---------- Document section ----------

Countywide 9-day DUI crackdown wraps up

DUI checkpoints are mostly about paperwork.
DUI checkpoints are mostly about paperwork.

It starts with Deputy Robert Hill, postitioned in the center of a four-lane street. 

"Pretty exciting stuff, huh?" Hill says, as he turns towards the next car. The man inside is middle-aged and doesn't speak a lot of English.

"Hi, Sir, how're you doing tonight?" Hill starts.  "OK? OK. it's a DUI checkpoint, we're looking for drunk drivers. Any alcohol or drink tonight?"

"Some coffee," the driver says.

"Coffee? Not Irish coffee, right? No? Alright, thank you, sir. Have a good night."

If the driver doesn't have a license, or looks like they might be drunk, they might end up being sent around the corner to a parking lot outside Bally Total Fitness. There, a trailer and chairs are set up, basically a stand where deputies can complete the masses of paperwork involved in traffic citations.

One deputy is leading a man through a classic drunk check. 

"If I say 'left' I want you to bring your left hand right out in front of you," he says, acting the procedure out. "Using the tip of your finger, touch the tip of your nose. Just like you're pointing at your nose."

---------- Records shown ----------

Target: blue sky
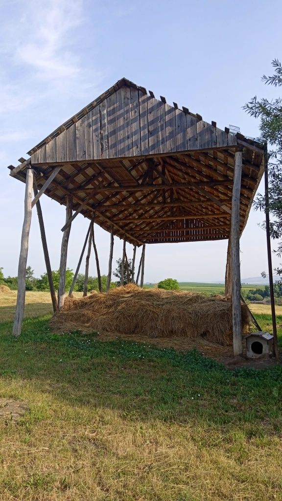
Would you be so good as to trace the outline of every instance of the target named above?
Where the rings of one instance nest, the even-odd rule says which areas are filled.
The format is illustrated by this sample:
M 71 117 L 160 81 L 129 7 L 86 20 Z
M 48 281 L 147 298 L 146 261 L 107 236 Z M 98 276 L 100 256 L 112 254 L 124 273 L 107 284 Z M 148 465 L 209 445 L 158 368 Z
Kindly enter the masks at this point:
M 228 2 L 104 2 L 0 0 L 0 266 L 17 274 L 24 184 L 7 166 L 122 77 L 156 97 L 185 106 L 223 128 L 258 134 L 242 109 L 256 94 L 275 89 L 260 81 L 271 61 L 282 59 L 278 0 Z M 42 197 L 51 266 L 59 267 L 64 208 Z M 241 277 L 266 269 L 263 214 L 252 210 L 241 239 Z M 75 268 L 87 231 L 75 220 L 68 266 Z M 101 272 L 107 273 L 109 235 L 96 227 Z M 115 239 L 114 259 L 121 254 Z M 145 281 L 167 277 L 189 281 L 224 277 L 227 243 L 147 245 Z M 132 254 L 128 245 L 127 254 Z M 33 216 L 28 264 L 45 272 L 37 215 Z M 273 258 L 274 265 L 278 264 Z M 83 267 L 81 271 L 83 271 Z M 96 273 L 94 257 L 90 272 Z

----------
---------- Records shown ----------

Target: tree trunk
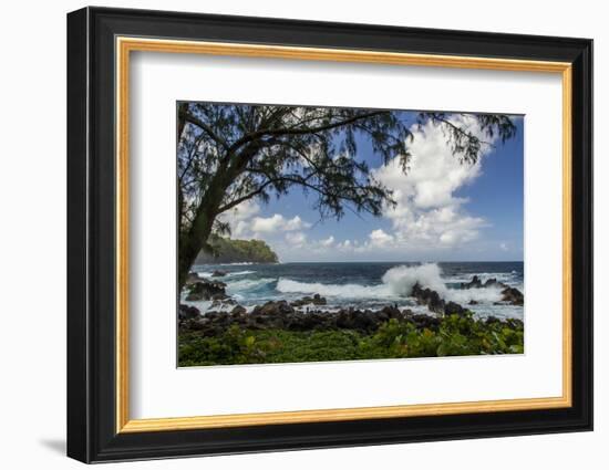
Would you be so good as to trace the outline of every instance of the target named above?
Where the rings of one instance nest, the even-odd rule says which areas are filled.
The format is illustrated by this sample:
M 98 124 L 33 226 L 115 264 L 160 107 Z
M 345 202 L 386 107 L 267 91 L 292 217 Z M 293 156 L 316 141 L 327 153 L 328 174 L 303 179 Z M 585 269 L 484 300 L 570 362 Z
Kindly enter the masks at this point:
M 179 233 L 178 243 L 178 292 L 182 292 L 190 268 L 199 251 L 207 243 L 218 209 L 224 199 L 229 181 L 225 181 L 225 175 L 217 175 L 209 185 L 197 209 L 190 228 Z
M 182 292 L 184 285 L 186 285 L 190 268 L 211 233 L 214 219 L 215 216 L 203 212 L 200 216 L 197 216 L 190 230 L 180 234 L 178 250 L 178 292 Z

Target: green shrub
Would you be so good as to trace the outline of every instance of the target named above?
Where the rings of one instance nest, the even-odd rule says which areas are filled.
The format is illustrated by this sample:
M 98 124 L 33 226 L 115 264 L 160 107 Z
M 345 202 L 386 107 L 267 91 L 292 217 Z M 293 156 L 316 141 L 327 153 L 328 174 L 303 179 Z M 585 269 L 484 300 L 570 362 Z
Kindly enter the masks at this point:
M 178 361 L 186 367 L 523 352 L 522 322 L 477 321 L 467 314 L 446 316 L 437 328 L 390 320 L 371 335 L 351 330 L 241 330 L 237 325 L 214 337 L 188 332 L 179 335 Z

----------

## Challenge A
Can you edit the DUI checkpoint story between "Countywide 9-day DUI" and "the driver says.", inclusive, so that "drunk drivers" becomes "impaired drivers"?
## Challenge B
Will you proceed with the DUI checkpoint story from the point where it stops?
These items come from a separate source.

## Response A
Countywide 9-day DUI crackdown wraps up

DUI checkpoints are mostly about paperwork.
DUI checkpoints are mostly about paperwork.

It starts with Deputy Robert Hill, postitioned in the center of a four-lane street. 

"Pretty exciting stuff, huh?" Hill says, as he turns towards the next car. The man inside is middle-aged and doesn't speak a lot of English.

"Hi, Sir, how're you doing tonight?" Hill starts.  "OK? OK. it's a DUI checkpoint, we're looking for impaired drivers. Any alcohol or drink tonight?"

"Some coffee," the driver says.

## Response B
This man passes, but at least two this night end up failing. One gets shipped off to jail for a few hours while he sobers up. The other, a juvenile, waits for his very angry mother to arrive. Meanwhile, the parking lot fills with unlicensed drivers caught in the checkpoint, most with Mexican consular IDs, who wait for a friend with a valid license to come and drive their cars home so they won't be towed.

Seems like a lot of effort, but Sheriff's Department Det. Dan Dail says it's worth it.

"This intersection here at Imperial and Bloomfield in the City of Norwalk has a high propensity for DUI collisions, so that's why we're here," he says. 

Once, the team hit the Antelope Valley for six straight months.

"And their DUI crashes went way, way down," Dail says. "For me, I feel good to know that's because of our work. So hopefully this thing will have some kind of deterrence, where that kid earlier, 17 years old, with marijuana in his system, won't be coming through our checkpoint again."

The next big DUI campaign will be at the end of the summer, around Labor Day weekend.